### Written instruction 1
Extract the passage from the Impala security page starting with "Securing Impala" and going on through "attempts were made.", copying it word for word.

Securing Impala

You must be aware of this set of security features Impala provides to protect your critical and sensitive data.

The Impala security features have several objectives.

  • At the basic level, security prevents accidents or mistakes that could disrupt application processing, delete or corrupt data, or reveal data to unauthorized users.
  • Advanced security features and practices can harden the system against malicious users trying to gain unauthorized access or perform other disallowed operations.
  • The auditing feature provides a way to confirm that no unauthorized access occurred, and detect whether any such attempts were made.

Based on the above objectives, Impala security features are divided into the following categories.

Authentication
How does Impala verify the identity of the user to confirm that they really are allowed to exercise the privileges assigned to that user? Impala relies on the Kerberos subsystem for authentication.

### Extracted records
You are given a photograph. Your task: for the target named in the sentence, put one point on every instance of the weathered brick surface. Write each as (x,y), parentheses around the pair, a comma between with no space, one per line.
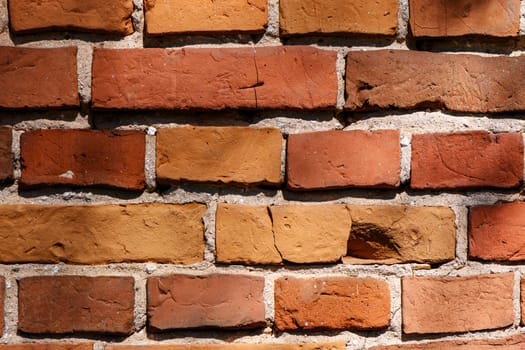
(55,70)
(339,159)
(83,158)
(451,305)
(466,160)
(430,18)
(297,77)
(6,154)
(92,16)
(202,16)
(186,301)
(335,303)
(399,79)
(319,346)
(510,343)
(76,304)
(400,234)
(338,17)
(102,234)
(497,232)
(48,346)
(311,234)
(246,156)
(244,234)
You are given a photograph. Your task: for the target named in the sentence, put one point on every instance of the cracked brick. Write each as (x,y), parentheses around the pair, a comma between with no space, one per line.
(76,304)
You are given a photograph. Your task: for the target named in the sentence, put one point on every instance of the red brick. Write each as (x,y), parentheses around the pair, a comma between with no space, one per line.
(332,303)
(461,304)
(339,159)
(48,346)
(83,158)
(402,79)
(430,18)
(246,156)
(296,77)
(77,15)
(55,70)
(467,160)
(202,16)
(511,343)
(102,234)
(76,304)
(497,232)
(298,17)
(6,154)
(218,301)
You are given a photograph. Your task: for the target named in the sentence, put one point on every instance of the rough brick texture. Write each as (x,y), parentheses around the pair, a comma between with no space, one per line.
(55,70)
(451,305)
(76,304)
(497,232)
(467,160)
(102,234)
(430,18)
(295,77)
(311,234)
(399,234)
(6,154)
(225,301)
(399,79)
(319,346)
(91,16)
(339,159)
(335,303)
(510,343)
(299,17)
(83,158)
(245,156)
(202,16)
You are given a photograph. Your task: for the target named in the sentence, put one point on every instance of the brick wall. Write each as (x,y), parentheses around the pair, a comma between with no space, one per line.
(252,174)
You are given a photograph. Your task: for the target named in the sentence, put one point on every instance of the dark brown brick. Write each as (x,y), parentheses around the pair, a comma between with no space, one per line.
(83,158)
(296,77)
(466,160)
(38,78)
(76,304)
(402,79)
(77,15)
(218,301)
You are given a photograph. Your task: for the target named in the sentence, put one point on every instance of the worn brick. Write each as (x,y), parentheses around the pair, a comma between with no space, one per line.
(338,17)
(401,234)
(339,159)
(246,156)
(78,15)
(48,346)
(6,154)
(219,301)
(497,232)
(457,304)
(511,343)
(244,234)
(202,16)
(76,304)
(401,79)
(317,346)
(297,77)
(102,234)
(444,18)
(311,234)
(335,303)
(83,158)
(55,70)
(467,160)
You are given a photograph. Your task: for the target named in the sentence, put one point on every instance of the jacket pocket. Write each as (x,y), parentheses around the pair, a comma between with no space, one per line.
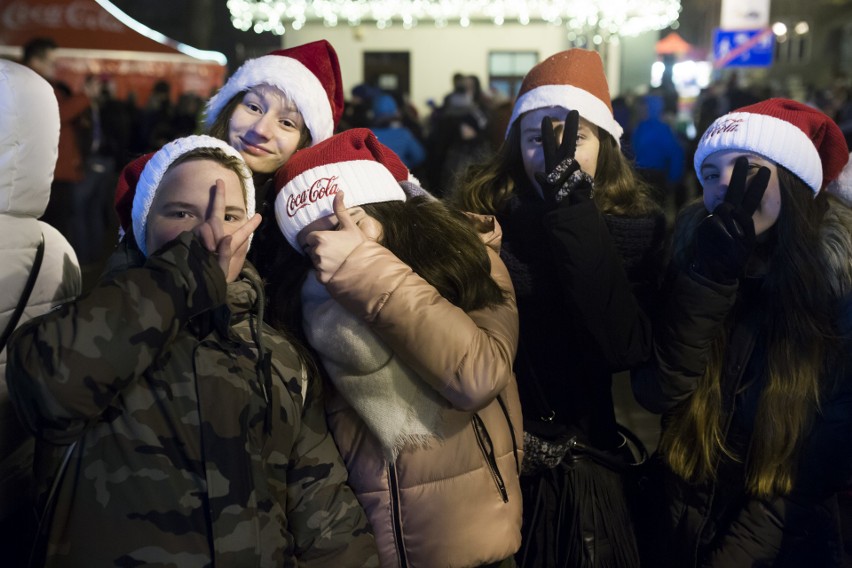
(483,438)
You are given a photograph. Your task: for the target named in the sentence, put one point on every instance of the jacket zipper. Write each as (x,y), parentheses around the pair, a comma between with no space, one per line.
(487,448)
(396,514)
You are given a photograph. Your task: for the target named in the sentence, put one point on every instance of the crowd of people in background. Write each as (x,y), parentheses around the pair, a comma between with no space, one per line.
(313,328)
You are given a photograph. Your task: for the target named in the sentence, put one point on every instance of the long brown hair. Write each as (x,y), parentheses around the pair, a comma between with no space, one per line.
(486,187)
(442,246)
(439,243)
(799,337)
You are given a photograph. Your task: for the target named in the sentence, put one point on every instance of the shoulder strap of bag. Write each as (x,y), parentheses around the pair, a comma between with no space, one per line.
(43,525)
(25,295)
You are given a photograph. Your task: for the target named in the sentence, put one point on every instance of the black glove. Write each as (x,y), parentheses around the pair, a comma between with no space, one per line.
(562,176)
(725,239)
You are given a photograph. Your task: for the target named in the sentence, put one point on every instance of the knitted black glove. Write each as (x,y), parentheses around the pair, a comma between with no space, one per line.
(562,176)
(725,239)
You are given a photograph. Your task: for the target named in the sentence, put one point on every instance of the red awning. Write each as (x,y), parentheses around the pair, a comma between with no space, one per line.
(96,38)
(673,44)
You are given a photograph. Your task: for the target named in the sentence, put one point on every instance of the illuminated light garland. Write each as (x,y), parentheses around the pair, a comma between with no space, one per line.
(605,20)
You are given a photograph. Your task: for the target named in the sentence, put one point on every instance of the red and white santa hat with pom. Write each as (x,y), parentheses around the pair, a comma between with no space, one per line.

### Written instruction 2
Count how many lines of the listing above contain the string "jacket", with case counting, and reply with only that number.

### Expected answer 1
Securing Impala

You must be aware of this set of security features Impala provides to protect your critical and sensitive data.

The Impala security features have several objectives.

  • At the basic level, security prevents accidents or mistakes that could disrupt application processing, delete or corrupt data, or reveal data to unauthorized users.
  • Advanced security features and practices can harden the system against malicious users trying to gain unauthorized access or perform other disallowed operations.
  • The auditing feature provides a way to confirm that no unauthorized access occurred, and detect whether any such attempts were made.

### Expected answer 2
2